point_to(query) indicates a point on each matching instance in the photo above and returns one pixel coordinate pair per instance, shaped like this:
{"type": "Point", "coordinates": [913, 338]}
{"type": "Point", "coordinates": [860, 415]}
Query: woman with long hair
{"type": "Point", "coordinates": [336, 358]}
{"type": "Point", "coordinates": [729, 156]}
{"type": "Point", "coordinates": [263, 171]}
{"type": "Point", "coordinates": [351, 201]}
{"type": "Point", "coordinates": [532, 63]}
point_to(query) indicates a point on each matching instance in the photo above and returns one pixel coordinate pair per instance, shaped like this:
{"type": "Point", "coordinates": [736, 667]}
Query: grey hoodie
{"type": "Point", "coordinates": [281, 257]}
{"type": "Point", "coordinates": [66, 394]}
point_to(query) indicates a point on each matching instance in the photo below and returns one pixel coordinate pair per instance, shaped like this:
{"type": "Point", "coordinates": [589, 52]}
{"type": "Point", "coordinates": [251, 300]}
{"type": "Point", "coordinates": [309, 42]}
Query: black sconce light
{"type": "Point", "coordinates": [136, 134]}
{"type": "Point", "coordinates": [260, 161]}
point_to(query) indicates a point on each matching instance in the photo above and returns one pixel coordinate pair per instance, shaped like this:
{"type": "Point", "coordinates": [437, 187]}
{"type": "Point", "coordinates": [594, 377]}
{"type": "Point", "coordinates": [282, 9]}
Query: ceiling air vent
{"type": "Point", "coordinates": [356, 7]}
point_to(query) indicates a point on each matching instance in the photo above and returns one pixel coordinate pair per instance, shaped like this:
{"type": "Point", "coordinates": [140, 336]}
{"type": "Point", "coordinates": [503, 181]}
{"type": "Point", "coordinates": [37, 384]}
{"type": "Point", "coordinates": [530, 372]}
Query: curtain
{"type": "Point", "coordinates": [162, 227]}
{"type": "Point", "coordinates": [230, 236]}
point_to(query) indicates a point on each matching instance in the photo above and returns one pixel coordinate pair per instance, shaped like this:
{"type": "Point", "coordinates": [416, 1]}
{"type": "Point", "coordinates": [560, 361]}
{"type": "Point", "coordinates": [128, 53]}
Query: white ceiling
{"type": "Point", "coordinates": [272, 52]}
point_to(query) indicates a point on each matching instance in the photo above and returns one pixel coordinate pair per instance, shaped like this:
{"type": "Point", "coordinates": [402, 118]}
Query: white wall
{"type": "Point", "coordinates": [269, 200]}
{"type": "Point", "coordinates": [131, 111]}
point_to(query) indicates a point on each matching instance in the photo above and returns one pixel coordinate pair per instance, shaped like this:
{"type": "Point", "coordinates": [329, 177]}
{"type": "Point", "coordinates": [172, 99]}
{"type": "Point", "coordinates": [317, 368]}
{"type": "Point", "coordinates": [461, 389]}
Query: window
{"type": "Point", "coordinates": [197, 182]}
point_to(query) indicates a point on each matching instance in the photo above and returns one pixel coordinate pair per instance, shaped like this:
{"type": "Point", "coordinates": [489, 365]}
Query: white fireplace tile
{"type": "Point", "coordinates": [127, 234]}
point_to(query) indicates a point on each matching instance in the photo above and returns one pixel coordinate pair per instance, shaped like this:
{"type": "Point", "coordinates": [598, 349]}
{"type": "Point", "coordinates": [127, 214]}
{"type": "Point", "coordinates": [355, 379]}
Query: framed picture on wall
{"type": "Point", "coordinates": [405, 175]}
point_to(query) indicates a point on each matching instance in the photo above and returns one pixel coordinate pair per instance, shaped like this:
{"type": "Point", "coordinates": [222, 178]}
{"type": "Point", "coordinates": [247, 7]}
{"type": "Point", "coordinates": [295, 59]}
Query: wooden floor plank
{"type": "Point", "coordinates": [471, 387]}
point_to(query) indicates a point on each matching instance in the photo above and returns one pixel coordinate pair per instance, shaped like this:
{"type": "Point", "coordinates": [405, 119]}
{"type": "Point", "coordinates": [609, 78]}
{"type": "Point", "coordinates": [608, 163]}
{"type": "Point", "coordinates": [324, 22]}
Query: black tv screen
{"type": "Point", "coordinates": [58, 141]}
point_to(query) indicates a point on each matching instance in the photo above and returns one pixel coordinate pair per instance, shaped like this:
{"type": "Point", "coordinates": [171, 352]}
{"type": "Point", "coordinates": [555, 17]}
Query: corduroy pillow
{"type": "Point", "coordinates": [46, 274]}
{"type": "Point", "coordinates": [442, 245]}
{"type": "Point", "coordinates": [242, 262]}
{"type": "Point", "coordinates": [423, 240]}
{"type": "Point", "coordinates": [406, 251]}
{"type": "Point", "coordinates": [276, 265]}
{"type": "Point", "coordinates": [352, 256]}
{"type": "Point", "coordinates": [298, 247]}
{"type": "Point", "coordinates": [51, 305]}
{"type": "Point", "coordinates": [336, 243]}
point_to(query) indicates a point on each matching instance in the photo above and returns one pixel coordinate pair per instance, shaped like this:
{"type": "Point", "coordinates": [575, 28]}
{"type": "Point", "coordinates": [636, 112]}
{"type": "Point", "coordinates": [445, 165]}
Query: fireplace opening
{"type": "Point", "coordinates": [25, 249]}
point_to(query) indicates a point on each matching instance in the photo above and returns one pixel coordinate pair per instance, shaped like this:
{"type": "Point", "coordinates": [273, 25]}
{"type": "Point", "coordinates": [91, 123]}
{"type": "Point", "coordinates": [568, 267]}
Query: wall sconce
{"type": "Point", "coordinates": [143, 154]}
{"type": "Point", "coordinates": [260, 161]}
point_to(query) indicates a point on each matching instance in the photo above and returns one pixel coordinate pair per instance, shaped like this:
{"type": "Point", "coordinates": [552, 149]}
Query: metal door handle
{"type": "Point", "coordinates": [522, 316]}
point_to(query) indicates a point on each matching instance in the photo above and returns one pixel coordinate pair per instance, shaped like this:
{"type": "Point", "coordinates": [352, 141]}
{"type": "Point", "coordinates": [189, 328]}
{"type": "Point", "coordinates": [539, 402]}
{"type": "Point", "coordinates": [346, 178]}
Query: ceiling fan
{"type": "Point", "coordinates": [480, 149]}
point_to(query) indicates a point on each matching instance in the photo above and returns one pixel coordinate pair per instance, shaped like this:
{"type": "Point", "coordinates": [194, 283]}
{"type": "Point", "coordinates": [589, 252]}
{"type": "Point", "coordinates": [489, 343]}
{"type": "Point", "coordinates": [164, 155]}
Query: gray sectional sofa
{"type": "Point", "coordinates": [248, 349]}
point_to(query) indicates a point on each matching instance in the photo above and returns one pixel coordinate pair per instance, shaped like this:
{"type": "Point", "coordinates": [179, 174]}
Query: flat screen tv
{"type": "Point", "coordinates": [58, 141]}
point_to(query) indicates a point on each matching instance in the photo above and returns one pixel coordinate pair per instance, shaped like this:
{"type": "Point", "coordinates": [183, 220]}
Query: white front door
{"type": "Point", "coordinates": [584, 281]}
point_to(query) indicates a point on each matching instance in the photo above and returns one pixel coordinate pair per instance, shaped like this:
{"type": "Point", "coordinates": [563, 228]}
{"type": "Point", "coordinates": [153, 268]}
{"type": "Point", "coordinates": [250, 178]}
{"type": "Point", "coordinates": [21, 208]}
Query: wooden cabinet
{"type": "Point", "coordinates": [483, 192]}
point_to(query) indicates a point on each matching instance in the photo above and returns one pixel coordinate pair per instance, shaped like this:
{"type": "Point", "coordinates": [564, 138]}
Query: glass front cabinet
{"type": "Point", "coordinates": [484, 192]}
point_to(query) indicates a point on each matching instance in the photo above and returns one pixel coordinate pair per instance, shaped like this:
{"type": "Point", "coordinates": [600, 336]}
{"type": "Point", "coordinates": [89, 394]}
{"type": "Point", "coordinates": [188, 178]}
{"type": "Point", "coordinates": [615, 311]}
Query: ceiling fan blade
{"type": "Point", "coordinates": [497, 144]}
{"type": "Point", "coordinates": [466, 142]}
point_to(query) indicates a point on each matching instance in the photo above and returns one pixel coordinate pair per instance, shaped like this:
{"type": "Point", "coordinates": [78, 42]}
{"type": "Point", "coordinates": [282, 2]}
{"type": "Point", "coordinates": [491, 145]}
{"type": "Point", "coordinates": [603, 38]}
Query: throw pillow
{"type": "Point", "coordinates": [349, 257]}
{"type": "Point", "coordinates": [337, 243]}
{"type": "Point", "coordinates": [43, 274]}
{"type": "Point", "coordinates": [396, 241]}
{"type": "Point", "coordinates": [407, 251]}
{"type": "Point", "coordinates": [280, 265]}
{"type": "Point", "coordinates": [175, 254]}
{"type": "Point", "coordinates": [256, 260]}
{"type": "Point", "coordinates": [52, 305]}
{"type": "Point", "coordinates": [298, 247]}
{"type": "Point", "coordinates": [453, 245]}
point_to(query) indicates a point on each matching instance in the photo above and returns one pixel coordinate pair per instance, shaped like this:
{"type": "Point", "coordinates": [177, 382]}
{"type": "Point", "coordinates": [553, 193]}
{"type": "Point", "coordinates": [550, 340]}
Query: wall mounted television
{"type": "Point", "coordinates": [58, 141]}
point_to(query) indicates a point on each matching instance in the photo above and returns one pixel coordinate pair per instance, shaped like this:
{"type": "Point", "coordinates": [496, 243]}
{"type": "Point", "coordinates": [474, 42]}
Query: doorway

——

REQUIRED WORK -
Reproduce the data from its first line through the line containing "Query: woman with long hair", substituting "qualifying" for "matching" and leaving everything else unchanged.

FULL ANSWER -
point_to(query) indicates a point on each qualifying instance in the photo above and returns one pixel coordinate pair per instance, shaped like this:
{"type": "Point", "coordinates": [913, 338]}
{"type": "Point", "coordinates": [860, 415]}
Query: woman with long hair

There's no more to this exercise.